• Source document
++++++++
The town of Lynnfield was first settled in 1638 and was made a district separate from Lynn in 1782. It was later officially incorporated in 1814. Historically, Lynnfield functioned as two separate villages connected by one governing body: in Lynnfield Center resided a mostly agricultural population, while South Lynnfield was a crossroad situated amongst neighboring larger towns. During this time, the town had two inns, a granite rock quarry, a small, carbonated beverage bottler, and various eating institutions.

The stagecoach line north from Boston to Portsmouth, New Hampshire, known locally as the "Newburyport Turnpike", ran through South Lynnfield. Later this roadway became U.S. Route 1, the route which brought many people north to the small town during the post-World War II population surge. Lynnfield had attractions such as horse shows and ballroom dancing. Lynnfield has since become a modern, chiefly residential suburb of Boston.
++++++++
• Data
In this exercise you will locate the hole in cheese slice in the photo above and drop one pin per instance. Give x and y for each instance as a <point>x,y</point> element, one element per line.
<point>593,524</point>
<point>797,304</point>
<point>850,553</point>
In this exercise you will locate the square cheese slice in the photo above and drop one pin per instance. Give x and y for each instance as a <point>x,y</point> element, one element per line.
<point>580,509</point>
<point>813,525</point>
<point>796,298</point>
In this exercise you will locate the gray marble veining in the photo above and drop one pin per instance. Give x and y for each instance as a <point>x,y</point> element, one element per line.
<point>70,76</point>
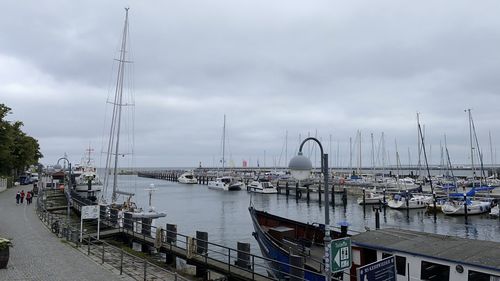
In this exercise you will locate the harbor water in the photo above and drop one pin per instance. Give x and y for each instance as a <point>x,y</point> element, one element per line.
<point>224,215</point>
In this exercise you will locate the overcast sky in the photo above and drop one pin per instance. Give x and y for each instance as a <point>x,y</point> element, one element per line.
<point>319,68</point>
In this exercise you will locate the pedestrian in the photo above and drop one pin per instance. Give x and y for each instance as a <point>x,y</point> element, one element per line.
<point>28,197</point>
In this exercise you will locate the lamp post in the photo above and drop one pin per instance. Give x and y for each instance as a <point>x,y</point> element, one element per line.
<point>66,190</point>
<point>300,167</point>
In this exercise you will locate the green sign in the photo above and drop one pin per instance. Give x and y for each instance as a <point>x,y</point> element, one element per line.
<point>340,254</point>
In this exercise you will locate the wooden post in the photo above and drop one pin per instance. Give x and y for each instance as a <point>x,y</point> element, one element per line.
<point>171,239</point>
<point>297,192</point>
<point>319,193</point>
<point>201,249</point>
<point>297,271</point>
<point>465,208</point>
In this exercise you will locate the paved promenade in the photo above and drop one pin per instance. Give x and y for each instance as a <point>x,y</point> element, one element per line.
<point>37,253</point>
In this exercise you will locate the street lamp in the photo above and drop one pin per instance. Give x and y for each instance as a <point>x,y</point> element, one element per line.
<point>66,189</point>
<point>300,168</point>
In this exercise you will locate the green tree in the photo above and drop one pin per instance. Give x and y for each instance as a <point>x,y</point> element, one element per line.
<point>17,150</point>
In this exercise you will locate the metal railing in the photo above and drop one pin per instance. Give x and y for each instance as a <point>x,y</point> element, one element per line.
<point>213,256</point>
<point>136,267</point>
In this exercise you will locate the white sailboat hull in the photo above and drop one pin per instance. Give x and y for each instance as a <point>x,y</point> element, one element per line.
<point>416,202</point>
<point>457,208</point>
<point>187,178</point>
<point>262,187</point>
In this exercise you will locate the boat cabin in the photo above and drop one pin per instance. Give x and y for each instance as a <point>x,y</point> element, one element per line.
<point>426,256</point>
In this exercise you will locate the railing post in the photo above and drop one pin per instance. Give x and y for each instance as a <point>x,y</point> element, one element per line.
<point>121,261</point>
<point>253,267</point>
<point>229,260</point>
<point>201,249</point>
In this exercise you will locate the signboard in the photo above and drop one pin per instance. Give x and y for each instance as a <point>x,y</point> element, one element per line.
<point>90,212</point>
<point>382,270</point>
<point>341,254</point>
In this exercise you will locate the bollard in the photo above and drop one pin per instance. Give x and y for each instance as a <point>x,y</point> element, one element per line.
<point>128,223</point>
<point>171,239</point>
<point>385,202</point>
<point>364,200</point>
<point>243,259</point>
<point>297,271</point>
<point>103,253</point>
<point>113,216</point>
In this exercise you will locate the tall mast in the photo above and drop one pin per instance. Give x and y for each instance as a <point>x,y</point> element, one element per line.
<point>471,148</point>
<point>223,143</point>
<point>373,154</point>
<point>114,133</point>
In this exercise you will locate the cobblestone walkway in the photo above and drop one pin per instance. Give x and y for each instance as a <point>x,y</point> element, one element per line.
<point>38,254</point>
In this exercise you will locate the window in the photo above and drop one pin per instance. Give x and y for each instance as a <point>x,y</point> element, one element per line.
<point>401,265</point>
<point>433,271</point>
<point>480,276</point>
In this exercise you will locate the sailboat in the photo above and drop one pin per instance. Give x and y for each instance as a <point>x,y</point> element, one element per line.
<point>128,208</point>
<point>88,180</point>
<point>407,199</point>
<point>457,207</point>
<point>226,183</point>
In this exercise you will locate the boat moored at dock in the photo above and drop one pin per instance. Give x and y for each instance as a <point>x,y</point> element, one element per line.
<point>187,178</point>
<point>262,186</point>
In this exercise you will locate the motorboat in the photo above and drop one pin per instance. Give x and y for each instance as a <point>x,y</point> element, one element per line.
<point>407,200</point>
<point>474,207</point>
<point>226,183</point>
<point>262,186</point>
<point>187,178</point>
<point>495,212</point>
<point>280,238</point>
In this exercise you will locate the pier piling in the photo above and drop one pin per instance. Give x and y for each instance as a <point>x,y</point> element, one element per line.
<point>171,239</point>
<point>201,249</point>
<point>243,257</point>
<point>297,269</point>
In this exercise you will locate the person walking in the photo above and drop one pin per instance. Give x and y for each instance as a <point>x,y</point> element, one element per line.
<point>28,198</point>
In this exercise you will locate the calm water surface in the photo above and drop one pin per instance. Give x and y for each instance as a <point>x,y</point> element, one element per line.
<point>224,215</point>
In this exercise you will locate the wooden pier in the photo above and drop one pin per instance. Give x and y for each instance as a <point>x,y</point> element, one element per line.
<point>233,263</point>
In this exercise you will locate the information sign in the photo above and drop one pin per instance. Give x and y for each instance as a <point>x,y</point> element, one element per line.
<point>382,270</point>
<point>90,212</point>
<point>341,254</point>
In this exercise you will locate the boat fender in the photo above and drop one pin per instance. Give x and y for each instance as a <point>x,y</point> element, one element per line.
<point>299,194</point>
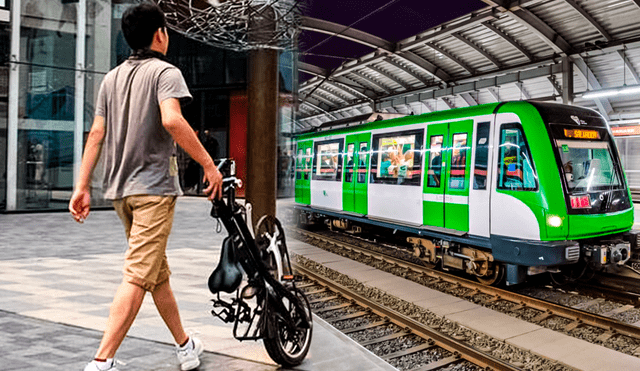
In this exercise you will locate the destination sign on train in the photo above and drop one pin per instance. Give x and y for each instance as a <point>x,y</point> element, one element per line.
<point>581,134</point>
++++++++
• Task A
Answer each question using the Lynnfield passage.
(i) In what year was Lynnfield officially incorporated?
(ii) What was the stagecoach line from Boston to Portsmouth known as locally?
(iii) What did that roadway later become?
• Task B
Retype the part of the Lynnfield passage between "The town of" and "various eating institutions.", inclusive.
• Task C
List every establishment the Lynnfield passage says the town had historically.

• Answer A
(i) 1814
(ii) The "Newburyport Turnpike"
(iii) U.S. Route 1

• Answer B
The town of Lynnfield was first settled in 1638 and was made a district separate from Lynn in 1782. It was later officially incorporated in 1814. Historically, Lynnfield functioned as two separate villages connected by one governing body: in Lynnfield Center resided a mostly agricultural population, while South Lynnfield was a crossroad situated amongst neighboring larger towns. During this time, the town had two inns, a granite rock quarry, a small, carbonated beverage bottler, and various eating institutions.

• Answer C
- two inns
- a granite rock quarry
- a small, carbonated beverage bottler
- various eating institutions